▶ SOURCE
────────────────

Suppose you formed pairs, each consisting of one woman and one man, where the two subjects are alike in all aspects that appear to be important with regard to body temperature - with the exception of gender. Suppose you measured the body temperature of each person and recorded the difference in temperature between the woman and man in each pair.

In this case we can apply the one-sample t-tools to the sample of differences, provided that the differences are normally distributed or that the sample sizes are sufficiently large.

Note that the expected value or mean of the differences in this case is \(\mu_W-\mu_M.\)

Is it better to compare the body temperatures of women and men by forming pairs or by taking independent random samples?

It all depends. If body temperature doesn't depend much on variables other than gender, then independent random samples should be taken because we loose degrees of freedom by forming pairs. On the other hand, if, for example, weight matters, then forming pairs of equal weight reduces the variation in temperature that is due to the weight, and typically this reduction in variance more than compensates for the loss of degrees of freedom.

Alternatives

Welch’s t-test is a robust alternative to the standard t-test that does not assume equal variances. However, it still relies on the assumption of normality. When the normality assumption is violated or when outliers are present, the Wilcoxon rank-sum test (also known as the Mann–Whitney U test) provides a nonparametric alternative. If the group distributions have similar shapes, this test can be interpreted as a test of medians. Otherwise, it serves as a test for stochastic dominance — that is, whether one distribution tends to produce larger values than the other. The permutation test offers another option and remains valid even when no specific distributional assumptions can be made.

R Code

I recommend that you use the R function t.test() to perform hypothesis tests and calculate confidence intervals. Here is an example.

Suppose that you have two cars and you want to know if there is a difference in the mileage you get between the two cars. Suppose that both cars hold 10 Gallons of gas and that the miles driven on a full tank are normally distributed for each car.

Let's say for car 1 you record 212, 228, 224, 232, and 250 miles and for car 2 you record 227, 268, 259, 236, and 262 miles.

Let's store the miles of car 1 in the variable car1 and store the miles of car 2 in the variable car2.

car1 = c(212, 228, 224, 232, 250)
car2 = c(227, 268, 259, 236, 262)

We can then perform the test \[H_0: \mu_1 = \mu_2 \quad \mbox{ versus }\quad H_A: \mu_1 \neq \mu_2\] and calculate a 95% confidence interval of \(\mu_1 - \mu_2\) with a single line of code.

t.test(car1, car2)

You can change the confidence level and the alternative hypothesis by setting the appropriate options in t.test(); type ?t.test into the R-console to find out about all available options. The results are based on Welch's t-test by default. With the option var.equal=T, the results are obtained using the pooled variance.

────────────────

Object position labeling entries:

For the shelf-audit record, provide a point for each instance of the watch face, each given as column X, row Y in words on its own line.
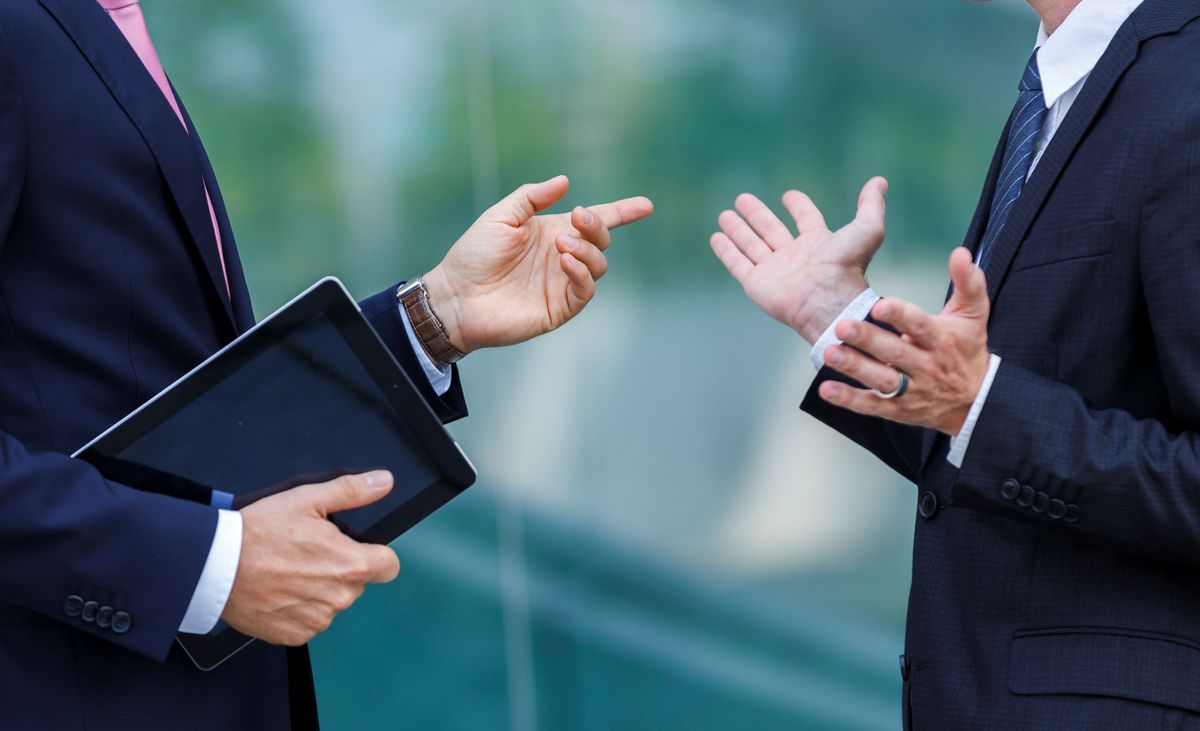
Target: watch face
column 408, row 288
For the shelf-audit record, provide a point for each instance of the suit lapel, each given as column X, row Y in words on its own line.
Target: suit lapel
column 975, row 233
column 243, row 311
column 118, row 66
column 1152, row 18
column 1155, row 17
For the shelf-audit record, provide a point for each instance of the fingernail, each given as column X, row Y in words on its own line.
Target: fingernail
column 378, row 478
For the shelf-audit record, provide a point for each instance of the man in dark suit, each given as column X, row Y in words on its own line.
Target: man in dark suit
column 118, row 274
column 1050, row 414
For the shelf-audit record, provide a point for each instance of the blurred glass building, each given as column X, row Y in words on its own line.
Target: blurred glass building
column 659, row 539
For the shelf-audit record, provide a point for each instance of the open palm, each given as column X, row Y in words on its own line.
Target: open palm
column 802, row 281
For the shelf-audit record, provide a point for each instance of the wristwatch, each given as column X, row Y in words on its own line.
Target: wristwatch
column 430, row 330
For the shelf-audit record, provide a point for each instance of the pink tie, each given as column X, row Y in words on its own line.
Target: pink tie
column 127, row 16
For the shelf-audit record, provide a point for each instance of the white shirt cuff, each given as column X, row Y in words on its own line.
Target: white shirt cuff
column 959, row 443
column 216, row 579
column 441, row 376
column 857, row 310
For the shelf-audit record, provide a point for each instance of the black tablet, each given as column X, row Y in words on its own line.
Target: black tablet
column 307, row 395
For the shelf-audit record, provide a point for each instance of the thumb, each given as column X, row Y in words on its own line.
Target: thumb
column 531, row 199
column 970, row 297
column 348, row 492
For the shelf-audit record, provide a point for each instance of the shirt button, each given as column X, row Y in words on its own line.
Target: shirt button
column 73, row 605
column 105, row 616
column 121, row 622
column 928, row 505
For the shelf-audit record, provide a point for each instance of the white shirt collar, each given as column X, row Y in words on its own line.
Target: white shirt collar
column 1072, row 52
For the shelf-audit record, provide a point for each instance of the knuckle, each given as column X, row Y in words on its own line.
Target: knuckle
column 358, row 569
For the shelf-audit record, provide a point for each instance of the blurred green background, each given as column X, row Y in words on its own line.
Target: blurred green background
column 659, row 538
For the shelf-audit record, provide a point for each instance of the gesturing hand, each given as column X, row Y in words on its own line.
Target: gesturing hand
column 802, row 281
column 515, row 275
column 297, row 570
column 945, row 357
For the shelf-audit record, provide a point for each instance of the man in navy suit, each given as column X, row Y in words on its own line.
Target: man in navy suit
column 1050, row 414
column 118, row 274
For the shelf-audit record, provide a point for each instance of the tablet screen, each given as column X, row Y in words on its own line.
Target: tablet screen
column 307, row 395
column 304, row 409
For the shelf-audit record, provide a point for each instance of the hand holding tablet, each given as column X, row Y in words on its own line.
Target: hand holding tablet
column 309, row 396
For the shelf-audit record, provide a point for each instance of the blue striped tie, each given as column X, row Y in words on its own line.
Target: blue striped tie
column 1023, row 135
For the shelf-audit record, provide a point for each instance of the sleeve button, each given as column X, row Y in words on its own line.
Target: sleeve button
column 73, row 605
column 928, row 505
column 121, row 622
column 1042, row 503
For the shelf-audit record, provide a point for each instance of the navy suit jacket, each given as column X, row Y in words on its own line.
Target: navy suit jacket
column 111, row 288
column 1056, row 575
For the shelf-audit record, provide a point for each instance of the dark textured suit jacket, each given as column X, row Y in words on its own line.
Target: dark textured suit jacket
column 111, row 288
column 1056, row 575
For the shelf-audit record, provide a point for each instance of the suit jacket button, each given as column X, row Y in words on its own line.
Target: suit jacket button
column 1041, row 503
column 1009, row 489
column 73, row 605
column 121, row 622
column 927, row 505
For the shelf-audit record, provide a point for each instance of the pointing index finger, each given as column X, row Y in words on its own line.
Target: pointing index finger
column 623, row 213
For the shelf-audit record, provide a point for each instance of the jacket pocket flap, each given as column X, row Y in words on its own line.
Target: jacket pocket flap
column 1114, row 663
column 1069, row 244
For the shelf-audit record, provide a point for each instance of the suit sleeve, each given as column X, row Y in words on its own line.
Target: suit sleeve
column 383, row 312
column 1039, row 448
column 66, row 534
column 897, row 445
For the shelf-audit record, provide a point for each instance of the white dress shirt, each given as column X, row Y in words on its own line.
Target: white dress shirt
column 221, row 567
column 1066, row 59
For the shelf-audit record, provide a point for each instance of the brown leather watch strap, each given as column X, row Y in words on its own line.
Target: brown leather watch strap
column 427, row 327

────────────────

▶ GIVEN PROBLEM 1
Answer these from the t-test text:
(a) Which assumption does Welch's t-test not make?
(b) How many gallons of gas does each car hold?
(c) Which option in t.test() makes the results use the pooled variance?
▶ GIVEN PROBLEM 2
Pick up the t-test text after its final sentence and continue it.

▶ RESULT 1
(a) It does not assume equal variances.
(b) Each car holds 10 gallons.
(c) The option var.equal=T.

▶ RESULT 2
For example, a 90% upper-bound confidence interval of \(\mu_1-\mu_2\) and the p-value for the test \[H_0: \mu_1 \geq \mu_2 \quad \mbox{ versus }\quad H_A: \mu_1 \lt \mu_2\] can be found with the following code.

t.test(car1, car2, conf.level=0.9, alternative='less')

Suppose you obtained the miles by having two drivers drive the cars the same route at the same time. In that case it would be best to do a paired t-test. Since

car1-car2

produces the differences in the miles, you can perform a paired t-test with

t.test(car1-car2)

Alternatively, you can use the option paired=T in the function t.test().

t.test(car1, car2, paired=T)
Typically, the data are collected in a spreadsheet. Suppose the data resides in the comma separated text file mileages.txt. In this case you can store your data into the variable myData as follows.
myData = read.csv('mileages.txt')
spreadsheet

Just for demonstration purposes, we create the data frame myData as follows:

myData <- data.frame( car = factor(rep(c("car1", "car2"), each = 5)), mileage = c(car1, car2) )

The following code calculates confidence intervals and performs hypothesis tests.

t.test(mileage~car, data=myData)

Note that the format mileage~car is the same one that you used in simple linear regression. The variable mileage is thought of as the response variable to the explanatory variable car.

The Wilcoxon rank-sum test can be performed as follows:

wilcox.test(car1, car2, conf.level=0.9, alternative='less', conf.int = TRUE)

Here is the code for the permutation test:

library(coin)
oneway_test(mileage ~ car, data = myData, alternative='less', distribution = approximate(nresample = 10000))

This permutation test can be extended to calculate confidence intervals, but it’s not built into the basic implementation of the test in many R functions.

Exercises

  1. Download the file data.csv (comma separated text file) and read the data into R using the function read.csv(). Your data set consists of 100 measurements of body temperatures from women and men. Use the function t.test() to answer the following questions. Do not assume that the variances are equal.

    Denote the mean body temperature of females and males by \(\mu_F\) and \(\mu_M\) respectively.

    (a) Find the p-value for the test \(H_0: \mu_F = \mu_M\) versus \(H_A: \mu_F \neq \mu_M.\)

    (b) Are the body temperatures for men and women significantly different?

    Yes, the body temperatures for men and women are significantly different at significance level \(\alpha = 0.02.\)
    No, the body temperatures for men and women are not significantly different at significance level \(\alpha = 0.02.\)

    (c) Denote the sample mean of the females by \(\bar{x}_F\) and the sample mean of the males by \(\bar{x}_M .\) Then \(\bar{x}_F = \) and \(\bar{x}_M = \) .

    (d) The 98% two-sided confidence interval for the difference \(\mu_F-\mu_M\) ranges from to .